-------- Document --------
Reputation: 1
I'm trying to extract unit information from a text file. This function always returns 'm' regardless of the real unit in the file. What am I doing wrong?
def get_seba_unit(file):
with open(file) as f:
unit = ''
lines = f.readlines()
if lines[10].find('m'):
unit = 'm'
elif lines[10].find('cm'):
unit = 'cm'
elif lines[10].find('°C'):
unit = '°C'
print('found Unit: ' + unit + ' for sensor: ' + file)
return(unit)
Upvotes: 0
Views: 306
Reputation: 9863
If what you're looking for is a way to extract out units from your data, i'd use some simple regex like the below one:
import io
import re
from collections import defaultdict
data = io.StringIO("""
1cm
2m
3°C
1cm 10cm
2m 20m
3°C 30°C
""")
def get_seba_unit(file):
floating_point_regex = "([-+]?\d*\.\d+|\d+)"
content = file.read()
res = defaultdict(set)
for suffix in ['cm', 'm', '°C']:
p = re.compile(floating_point_regex + suffix)
matches = p.findall(content)
for m in matches:
res[suffix].add(m)
return dict(res)
print(get_seba_unit(data))
And you'd get an output like this one:
{'cm': {'1', '10'}, '°C': {'3', '30'}, 'm': {'2', '20'}}
Of course, the above code is just assuming your units will be floating point units but the main idea would be attacking this problem using regular expressions.
Upvotes: 0
Reputation: 15079
This does not do what you think it does:
if lines[10].find('m'):
find
returns the index of the thing you are looking for, or -1
if it's not found. So unless m
is the first character on the line (index 0
), your condition will always be True
(In Python a non-zero number is truthy)
You might want to try if 'm' in line[10]
instead
Also, check for cm
before m
, otherwise you'll never find cm
Upvotes: 1
--------
▶ [What to do]:
Set down, word for word, everything in the Python thread above from "res = defaultdict(set)" down to "res[suffix].add(m)".
-------- Data section --------
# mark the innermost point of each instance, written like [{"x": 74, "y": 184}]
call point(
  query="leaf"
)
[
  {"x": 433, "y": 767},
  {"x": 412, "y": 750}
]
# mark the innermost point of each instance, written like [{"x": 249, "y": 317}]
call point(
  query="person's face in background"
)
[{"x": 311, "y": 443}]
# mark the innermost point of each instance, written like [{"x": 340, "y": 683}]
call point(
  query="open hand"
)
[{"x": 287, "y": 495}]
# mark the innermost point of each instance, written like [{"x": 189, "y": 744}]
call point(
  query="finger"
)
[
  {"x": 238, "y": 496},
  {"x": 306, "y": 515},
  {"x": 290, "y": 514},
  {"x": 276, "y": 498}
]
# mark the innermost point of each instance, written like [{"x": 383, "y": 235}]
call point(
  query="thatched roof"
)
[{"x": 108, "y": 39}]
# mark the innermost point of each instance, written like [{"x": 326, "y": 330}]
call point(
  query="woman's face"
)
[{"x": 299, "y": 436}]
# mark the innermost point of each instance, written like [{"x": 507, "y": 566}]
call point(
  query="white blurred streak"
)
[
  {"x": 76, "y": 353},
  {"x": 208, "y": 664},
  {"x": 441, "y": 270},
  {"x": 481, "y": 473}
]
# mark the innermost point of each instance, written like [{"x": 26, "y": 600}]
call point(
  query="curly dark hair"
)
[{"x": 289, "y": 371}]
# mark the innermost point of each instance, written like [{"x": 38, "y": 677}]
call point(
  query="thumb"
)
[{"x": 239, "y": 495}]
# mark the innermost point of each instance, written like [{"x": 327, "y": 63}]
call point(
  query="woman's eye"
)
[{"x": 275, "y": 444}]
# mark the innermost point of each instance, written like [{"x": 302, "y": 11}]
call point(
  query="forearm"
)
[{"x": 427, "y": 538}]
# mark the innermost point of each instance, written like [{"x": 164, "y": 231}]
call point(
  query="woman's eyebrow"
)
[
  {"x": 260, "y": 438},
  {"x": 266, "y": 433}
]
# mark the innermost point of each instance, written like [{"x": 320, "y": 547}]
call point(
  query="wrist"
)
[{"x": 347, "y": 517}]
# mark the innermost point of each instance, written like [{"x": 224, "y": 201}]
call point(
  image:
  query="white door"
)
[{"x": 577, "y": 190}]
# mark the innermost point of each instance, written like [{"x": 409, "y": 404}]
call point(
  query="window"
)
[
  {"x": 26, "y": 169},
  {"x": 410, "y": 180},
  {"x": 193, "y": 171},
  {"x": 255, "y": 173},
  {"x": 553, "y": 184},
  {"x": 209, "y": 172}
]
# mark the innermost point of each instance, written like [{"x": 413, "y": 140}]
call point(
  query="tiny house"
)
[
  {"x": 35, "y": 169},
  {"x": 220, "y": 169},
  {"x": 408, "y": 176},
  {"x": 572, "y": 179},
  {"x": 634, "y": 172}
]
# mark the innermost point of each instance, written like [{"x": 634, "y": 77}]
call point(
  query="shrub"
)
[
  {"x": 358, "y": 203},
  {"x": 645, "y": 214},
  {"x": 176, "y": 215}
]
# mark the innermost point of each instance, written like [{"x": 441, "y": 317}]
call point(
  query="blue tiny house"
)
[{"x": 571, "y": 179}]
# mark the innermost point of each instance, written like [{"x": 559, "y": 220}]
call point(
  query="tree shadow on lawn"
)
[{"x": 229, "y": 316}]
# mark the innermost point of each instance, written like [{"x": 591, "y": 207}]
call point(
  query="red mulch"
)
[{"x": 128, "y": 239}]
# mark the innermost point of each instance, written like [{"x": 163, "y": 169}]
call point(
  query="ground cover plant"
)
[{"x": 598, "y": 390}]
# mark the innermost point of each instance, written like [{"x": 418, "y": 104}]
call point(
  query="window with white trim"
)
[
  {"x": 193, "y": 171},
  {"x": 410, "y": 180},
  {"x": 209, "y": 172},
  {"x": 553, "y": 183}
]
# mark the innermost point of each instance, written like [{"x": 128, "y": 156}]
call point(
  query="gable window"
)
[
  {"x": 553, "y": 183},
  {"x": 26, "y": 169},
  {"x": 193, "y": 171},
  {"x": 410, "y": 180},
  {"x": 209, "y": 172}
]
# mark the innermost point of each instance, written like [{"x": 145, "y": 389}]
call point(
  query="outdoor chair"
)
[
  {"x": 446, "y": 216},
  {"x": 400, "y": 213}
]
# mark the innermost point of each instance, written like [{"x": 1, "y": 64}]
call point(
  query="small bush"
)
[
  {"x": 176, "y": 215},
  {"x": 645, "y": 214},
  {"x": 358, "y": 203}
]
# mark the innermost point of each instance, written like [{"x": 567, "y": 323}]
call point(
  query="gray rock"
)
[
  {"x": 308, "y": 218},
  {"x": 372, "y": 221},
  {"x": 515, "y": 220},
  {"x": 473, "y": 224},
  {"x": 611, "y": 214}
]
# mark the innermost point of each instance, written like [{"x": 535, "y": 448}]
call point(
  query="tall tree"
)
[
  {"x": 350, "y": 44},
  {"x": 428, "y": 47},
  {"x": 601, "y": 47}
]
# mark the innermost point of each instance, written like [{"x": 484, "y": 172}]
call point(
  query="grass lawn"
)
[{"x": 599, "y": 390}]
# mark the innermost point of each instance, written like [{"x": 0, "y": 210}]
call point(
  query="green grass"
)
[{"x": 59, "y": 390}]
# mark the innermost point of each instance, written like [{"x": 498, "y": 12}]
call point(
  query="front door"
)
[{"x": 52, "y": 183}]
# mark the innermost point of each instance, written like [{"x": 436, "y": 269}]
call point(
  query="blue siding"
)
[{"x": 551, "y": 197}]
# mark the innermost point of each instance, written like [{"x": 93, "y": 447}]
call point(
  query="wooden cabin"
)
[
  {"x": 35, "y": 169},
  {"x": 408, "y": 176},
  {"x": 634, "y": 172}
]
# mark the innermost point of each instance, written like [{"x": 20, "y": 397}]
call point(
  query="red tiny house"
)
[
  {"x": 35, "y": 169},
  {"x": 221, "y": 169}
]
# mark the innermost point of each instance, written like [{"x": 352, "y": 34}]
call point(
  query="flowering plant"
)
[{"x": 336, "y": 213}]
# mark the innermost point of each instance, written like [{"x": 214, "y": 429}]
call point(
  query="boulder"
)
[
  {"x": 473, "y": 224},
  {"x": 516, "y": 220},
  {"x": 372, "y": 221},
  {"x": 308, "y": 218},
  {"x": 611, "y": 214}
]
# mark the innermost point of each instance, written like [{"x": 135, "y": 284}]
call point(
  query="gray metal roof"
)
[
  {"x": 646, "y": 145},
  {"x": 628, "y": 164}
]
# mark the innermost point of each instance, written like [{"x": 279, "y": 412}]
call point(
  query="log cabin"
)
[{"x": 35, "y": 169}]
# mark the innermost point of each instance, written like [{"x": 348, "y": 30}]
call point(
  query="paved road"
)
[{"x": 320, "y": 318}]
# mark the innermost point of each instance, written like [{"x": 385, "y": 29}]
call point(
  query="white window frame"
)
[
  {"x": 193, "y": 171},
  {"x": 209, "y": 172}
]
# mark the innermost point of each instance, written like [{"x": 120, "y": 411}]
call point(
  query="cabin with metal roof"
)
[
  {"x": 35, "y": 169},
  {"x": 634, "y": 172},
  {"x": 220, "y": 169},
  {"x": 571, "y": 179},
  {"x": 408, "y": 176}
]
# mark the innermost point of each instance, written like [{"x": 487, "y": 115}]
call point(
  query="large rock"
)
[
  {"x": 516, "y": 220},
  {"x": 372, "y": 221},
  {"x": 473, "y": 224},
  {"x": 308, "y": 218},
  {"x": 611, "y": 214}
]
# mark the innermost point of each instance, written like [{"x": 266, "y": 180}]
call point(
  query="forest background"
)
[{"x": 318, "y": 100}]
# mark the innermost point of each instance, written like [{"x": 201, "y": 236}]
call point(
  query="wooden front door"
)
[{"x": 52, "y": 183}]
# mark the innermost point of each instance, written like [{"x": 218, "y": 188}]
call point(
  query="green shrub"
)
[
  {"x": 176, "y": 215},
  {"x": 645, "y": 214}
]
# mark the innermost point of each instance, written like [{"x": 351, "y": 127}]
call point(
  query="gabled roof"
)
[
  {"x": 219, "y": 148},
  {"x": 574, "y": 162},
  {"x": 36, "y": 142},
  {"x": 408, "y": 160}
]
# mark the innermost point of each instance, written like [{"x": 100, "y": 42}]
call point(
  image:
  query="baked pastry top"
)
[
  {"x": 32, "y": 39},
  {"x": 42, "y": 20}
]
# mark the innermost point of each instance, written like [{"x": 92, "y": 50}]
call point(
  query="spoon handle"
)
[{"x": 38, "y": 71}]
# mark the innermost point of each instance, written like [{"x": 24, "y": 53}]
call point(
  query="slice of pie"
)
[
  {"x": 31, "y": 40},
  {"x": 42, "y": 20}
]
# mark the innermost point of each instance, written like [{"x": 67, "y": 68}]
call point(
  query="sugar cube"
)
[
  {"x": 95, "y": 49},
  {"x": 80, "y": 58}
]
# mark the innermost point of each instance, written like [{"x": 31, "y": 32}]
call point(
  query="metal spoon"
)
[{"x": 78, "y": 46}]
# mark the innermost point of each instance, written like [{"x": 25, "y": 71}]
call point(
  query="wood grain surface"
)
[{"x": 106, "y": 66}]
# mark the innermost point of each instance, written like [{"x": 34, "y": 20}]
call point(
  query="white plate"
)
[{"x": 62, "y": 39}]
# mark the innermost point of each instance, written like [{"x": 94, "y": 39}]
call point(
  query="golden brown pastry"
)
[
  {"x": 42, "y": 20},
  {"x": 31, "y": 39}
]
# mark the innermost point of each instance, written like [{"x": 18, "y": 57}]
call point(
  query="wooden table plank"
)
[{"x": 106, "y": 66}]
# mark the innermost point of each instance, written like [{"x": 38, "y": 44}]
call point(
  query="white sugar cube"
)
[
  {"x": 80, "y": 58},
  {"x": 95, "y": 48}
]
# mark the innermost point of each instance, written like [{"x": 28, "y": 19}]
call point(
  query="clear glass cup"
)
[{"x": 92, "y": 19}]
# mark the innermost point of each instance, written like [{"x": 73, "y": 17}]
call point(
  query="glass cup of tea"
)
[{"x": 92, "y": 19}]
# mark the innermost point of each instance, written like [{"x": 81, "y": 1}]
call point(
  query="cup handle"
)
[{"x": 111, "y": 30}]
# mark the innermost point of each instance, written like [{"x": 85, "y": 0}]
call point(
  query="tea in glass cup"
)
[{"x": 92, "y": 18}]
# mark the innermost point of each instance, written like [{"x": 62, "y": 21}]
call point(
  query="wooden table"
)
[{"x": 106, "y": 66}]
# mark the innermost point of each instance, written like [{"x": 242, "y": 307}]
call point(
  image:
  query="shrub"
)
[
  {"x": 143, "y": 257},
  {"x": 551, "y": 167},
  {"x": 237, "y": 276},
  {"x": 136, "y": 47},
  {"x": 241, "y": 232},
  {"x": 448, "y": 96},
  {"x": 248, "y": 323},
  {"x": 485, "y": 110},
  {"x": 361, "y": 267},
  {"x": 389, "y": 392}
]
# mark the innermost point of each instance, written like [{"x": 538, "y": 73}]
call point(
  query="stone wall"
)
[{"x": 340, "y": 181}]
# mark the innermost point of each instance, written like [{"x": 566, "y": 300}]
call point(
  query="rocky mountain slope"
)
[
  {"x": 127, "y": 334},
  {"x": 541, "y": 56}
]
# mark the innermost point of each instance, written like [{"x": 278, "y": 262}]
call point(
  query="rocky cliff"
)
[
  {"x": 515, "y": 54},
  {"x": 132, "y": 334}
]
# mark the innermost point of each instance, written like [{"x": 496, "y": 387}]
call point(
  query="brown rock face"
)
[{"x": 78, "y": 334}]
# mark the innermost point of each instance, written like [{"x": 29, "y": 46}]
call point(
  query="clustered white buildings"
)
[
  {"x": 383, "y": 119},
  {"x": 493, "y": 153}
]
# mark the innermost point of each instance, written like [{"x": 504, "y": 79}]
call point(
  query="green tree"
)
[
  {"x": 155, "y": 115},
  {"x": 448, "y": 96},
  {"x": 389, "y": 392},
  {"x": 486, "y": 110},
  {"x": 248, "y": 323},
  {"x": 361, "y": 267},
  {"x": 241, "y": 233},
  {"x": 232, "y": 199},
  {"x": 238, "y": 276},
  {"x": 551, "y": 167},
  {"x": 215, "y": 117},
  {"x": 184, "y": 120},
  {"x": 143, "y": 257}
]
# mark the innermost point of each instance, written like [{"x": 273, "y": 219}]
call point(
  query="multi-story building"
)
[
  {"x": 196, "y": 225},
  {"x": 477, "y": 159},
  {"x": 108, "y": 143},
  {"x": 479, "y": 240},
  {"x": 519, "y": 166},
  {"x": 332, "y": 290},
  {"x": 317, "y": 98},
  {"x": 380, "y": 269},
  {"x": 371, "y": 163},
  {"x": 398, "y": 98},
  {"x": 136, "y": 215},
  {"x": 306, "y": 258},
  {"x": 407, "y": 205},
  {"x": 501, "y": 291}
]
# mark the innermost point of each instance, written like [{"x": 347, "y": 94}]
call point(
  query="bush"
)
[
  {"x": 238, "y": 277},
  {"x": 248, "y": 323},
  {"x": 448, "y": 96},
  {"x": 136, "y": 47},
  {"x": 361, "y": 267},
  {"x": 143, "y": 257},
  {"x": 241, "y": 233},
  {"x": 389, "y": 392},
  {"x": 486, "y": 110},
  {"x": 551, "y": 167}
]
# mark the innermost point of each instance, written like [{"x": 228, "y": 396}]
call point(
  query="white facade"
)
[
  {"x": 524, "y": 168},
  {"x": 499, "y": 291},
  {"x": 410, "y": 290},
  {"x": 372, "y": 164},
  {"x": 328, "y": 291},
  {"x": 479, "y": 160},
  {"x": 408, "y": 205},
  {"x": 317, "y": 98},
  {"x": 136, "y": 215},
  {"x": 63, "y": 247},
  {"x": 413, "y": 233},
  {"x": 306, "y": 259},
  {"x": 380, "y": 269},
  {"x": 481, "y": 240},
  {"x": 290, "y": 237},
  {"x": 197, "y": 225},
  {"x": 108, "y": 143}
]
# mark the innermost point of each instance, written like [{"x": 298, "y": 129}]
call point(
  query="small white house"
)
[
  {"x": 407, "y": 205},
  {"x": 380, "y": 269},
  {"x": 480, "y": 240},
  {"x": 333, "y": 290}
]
--------
▶ [Output]:
res = defaultdict(set)
for suffix in ['cm', 'm', '°C']:
p = re.compile(floating_point_regex + suffix)
matches = p.findall(content)
for m in matches:
res[suffix].add(m)